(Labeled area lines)
:::

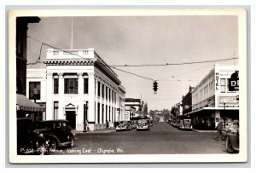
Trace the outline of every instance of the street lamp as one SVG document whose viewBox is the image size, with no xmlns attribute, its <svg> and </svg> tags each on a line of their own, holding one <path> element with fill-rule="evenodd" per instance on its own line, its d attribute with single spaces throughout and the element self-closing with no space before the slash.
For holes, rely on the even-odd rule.
<svg viewBox="0 0 256 173">
<path fill-rule="evenodd" d="M 83 130 L 83 132 L 87 132 L 87 122 L 86 122 L 87 110 L 88 110 L 88 101 L 86 101 L 86 103 L 84 107 L 84 130 Z"/>
<path fill-rule="evenodd" d="M 226 111 L 226 103 L 224 102 L 223 104 L 224 104 L 224 127 L 225 127 L 226 126 L 226 121 L 225 121 L 225 119 L 226 119 L 226 112 L 225 112 L 225 111 Z"/>
<path fill-rule="evenodd" d="M 37 88 L 35 87 L 34 90 L 33 90 L 33 99 L 34 99 L 35 103 L 37 102 L 38 95 L 38 91 Z"/>
</svg>

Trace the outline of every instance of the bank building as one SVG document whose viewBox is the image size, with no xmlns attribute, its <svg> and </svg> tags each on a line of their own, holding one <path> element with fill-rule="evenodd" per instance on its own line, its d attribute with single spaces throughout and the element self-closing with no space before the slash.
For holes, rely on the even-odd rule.
<svg viewBox="0 0 256 173">
<path fill-rule="evenodd" d="M 48 49 L 44 63 L 26 75 L 26 96 L 46 108 L 39 119 L 67 119 L 77 130 L 87 121 L 97 130 L 123 118 L 125 89 L 93 49 Z"/>
</svg>

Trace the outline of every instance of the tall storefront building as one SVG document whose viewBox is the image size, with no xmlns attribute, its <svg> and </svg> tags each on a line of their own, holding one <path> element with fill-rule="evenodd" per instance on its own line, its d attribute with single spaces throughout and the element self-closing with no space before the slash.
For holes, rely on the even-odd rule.
<svg viewBox="0 0 256 173">
<path fill-rule="evenodd" d="M 226 122 L 239 119 L 238 66 L 214 68 L 192 90 L 194 127 L 214 129 L 222 118 Z"/>
<path fill-rule="evenodd" d="M 45 103 L 46 120 L 67 119 L 77 130 L 87 121 L 90 130 L 96 130 L 125 113 L 125 89 L 93 49 L 49 49 L 44 62 L 41 76 L 35 75 L 40 71 L 28 70 L 27 95 L 33 88 L 41 91 L 38 102 Z"/>
</svg>

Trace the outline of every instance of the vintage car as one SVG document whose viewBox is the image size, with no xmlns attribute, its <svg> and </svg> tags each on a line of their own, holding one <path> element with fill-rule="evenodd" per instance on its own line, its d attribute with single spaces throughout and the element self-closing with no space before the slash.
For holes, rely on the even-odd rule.
<svg viewBox="0 0 256 173">
<path fill-rule="evenodd" d="M 180 119 L 178 129 L 192 130 L 191 119 Z"/>
<path fill-rule="evenodd" d="M 235 124 L 236 123 L 236 124 Z M 226 151 L 230 153 L 239 153 L 239 123 L 233 122 L 226 134 Z"/>
<path fill-rule="evenodd" d="M 45 153 L 45 139 L 43 134 L 35 131 L 32 120 L 27 118 L 17 118 L 17 154 Z"/>
<path fill-rule="evenodd" d="M 71 131 L 69 122 L 65 119 L 41 121 L 37 125 L 37 130 L 44 134 L 49 150 L 74 146 L 74 134 Z"/>
<path fill-rule="evenodd" d="M 136 127 L 137 127 L 137 122 L 135 120 L 131 121 L 131 127 L 132 130 L 136 129 Z"/>
<path fill-rule="evenodd" d="M 150 122 L 148 119 L 140 119 L 137 121 L 137 130 L 150 130 Z"/>
<path fill-rule="evenodd" d="M 116 126 L 115 130 L 116 131 L 131 130 L 131 121 L 120 121 L 119 124 Z"/>
</svg>

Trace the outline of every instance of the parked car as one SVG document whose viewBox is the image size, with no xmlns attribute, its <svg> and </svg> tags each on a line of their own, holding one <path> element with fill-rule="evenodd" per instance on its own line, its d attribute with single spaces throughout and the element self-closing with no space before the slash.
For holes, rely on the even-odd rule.
<svg viewBox="0 0 256 173">
<path fill-rule="evenodd" d="M 116 131 L 119 130 L 131 130 L 131 121 L 120 121 L 119 125 L 115 128 Z"/>
<path fill-rule="evenodd" d="M 180 130 L 192 130 L 191 119 L 180 119 L 179 127 Z"/>
<path fill-rule="evenodd" d="M 47 148 L 55 150 L 57 147 L 74 146 L 74 134 L 71 131 L 69 122 L 65 119 L 41 121 L 37 130 L 44 134 Z"/>
<path fill-rule="evenodd" d="M 43 134 L 34 130 L 32 120 L 27 118 L 17 118 L 17 154 L 45 153 L 45 139 Z"/>
<path fill-rule="evenodd" d="M 133 129 L 136 129 L 136 127 L 137 127 L 137 122 L 131 121 L 131 128 L 133 130 Z"/>
<path fill-rule="evenodd" d="M 230 153 L 239 153 L 239 128 L 236 124 L 232 125 L 226 134 L 225 147 Z"/>
<path fill-rule="evenodd" d="M 150 130 L 150 123 L 148 119 L 140 119 L 137 121 L 137 130 Z"/>
</svg>

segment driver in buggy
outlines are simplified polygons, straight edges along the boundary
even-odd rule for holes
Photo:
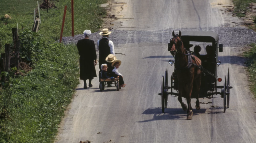
[[[202,66],[212,74],[214,74],[216,64],[216,53],[215,49],[211,45],[207,45],[205,47],[207,54],[201,55]]]

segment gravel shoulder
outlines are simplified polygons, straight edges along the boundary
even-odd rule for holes
[[[240,55],[242,47],[255,42],[256,33],[232,23],[239,23],[237,17],[223,14],[219,10],[231,1],[112,1],[123,5],[118,14],[125,19],[111,21],[114,25],[110,37],[115,52],[123,54],[116,55],[122,62],[118,70],[127,85],[118,92],[112,88],[100,92],[98,78],[93,81],[93,87],[87,90],[82,88],[81,81],[56,142],[254,142],[255,102],[248,88],[245,59]],[[191,121],[186,120],[186,112],[175,97],[170,97],[166,113],[161,113],[161,98],[157,95],[165,70],[167,68],[170,76],[174,70],[168,63],[173,57],[167,48],[174,30],[210,31],[219,34],[219,43],[224,48],[219,53],[222,64],[218,76],[224,79],[229,68],[233,87],[226,113],[223,113],[223,98],[216,95],[200,99],[205,104],[201,104],[200,110],[194,110]],[[98,32],[90,37],[95,42],[101,38]],[[82,35],[77,35],[63,38],[63,41],[75,43],[82,38]],[[201,44],[202,47],[207,45]],[[201,53],[205,53],[204,48]],[[195,101],[192,99],[193,107]],[[212,103],[205,103],[209,102]]]

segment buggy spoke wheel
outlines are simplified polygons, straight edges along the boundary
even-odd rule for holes
[[[223,81],[223,109],[224,109],[224,113],[226,112],[226,94],[227,89],[226,89],[226,86],[227,85],[227,77],[225,77],[225,81]]]
[[[168,70],[167,68],[166,71],[165,71],[165,88],[164,90],[166,89],[167,90],[167,92],[168,93]],[[167,108],[167,104],[168,103],[168,95],[165,95],[165,108]]]
[[[229,87],[230,86],[230,81],[229,80],[229,68],[228,68],[228,79],[227,83],[227,92],[229,94],[227,95],[227,108],[229,108],[229,96],[230,95],[230,90],[229,90]]]
[[[102,91],[103,90],[103,87],[102,86],[102,82],[100,82],[100,91]]]
[[[119,86],[120,85],[119,85],[119,82],[117,81],[116,82],[116,91],[119,91]]]
[[[165,97],[163,97],[163,92],[164,90],[164,82],[163,76],[162,76],[162,86],[161,86],[161,97],[162,98],[162,112],[165,113]]]

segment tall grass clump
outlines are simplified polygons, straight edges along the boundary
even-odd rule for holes
[[[0,90],[0,143],[53,142],[63,111],[79,83],[75,45],[56,42],[66,5],[63,36],[71,35],[70,1],[51,1],[57,8],[48,13],[40,10],[42,22],[37,33],[31,30],[37,0],[0,2],[0,52],[4,52],[5,43],[13,45],[11,29],[18,23],[21,60],[30,68],[23,67],[18,71],[12,68],[9,73],[1,73],[9,82],[1,83]],[[74,1],[75,34],[86,29],[98,31],[102,22],[100,18],[106,14],[99,5],[106,0]],[[5,14],[12,18],[5,18]]]
[[[256,0],[233,0],[233,2],[237,10],[246,11],[249,4],[256,2]]]
[[[251,82],[251,89],[256,97],[256,44],[251,44],[252,47],[249,51],[244,53],[244,56],[247,58],[245,63],[249,73],[250,81]]]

:::

- [Stated problem]:
Recast the lines above as a JSON list of strings, one string per line with blank lines left out. Take only the part that starts at the line containing "segment tall grass clump" and runs through the last line.

- [Correct answer]:
[
  "segment tall grass clump",
  "outlines are simplified polygons, straight edges along the boundary",
  "even-odd rule for holes",
  "[[[0,90],[0,143],[53,142],[63,111],[79,83],[75,45],[56,42],[66,5],[63,36],[71,35],[70,1],[51,1],[57,8],[48,13],[40,10],[42,22],[37,33],[31,30],[37,0],[0,2],[0,52],[4,52],[5,43],[13,45],[11,29],[18,23],[21,60],[30,68],[23,67],[18,71],[12,68],[9,73],[1,73],[9,82],[1,83]],[[74,1],[75,34],[86,29],[98,31],[102,22],[100,18],[106,14],[99,5],[106,0]],[[5,14],[12,18],[5,18]]]",
  "[[[256,0],[233,0],[233,2],[237,10],[246,11],[249,4],[256,2]]]",
  "[[[251,82],[251,89],[256,97],[256,44],[251,44],[252,47],[249,51],[244,53],[244,56],[247,58],[245,63],[249,73],[250,81]]]"
]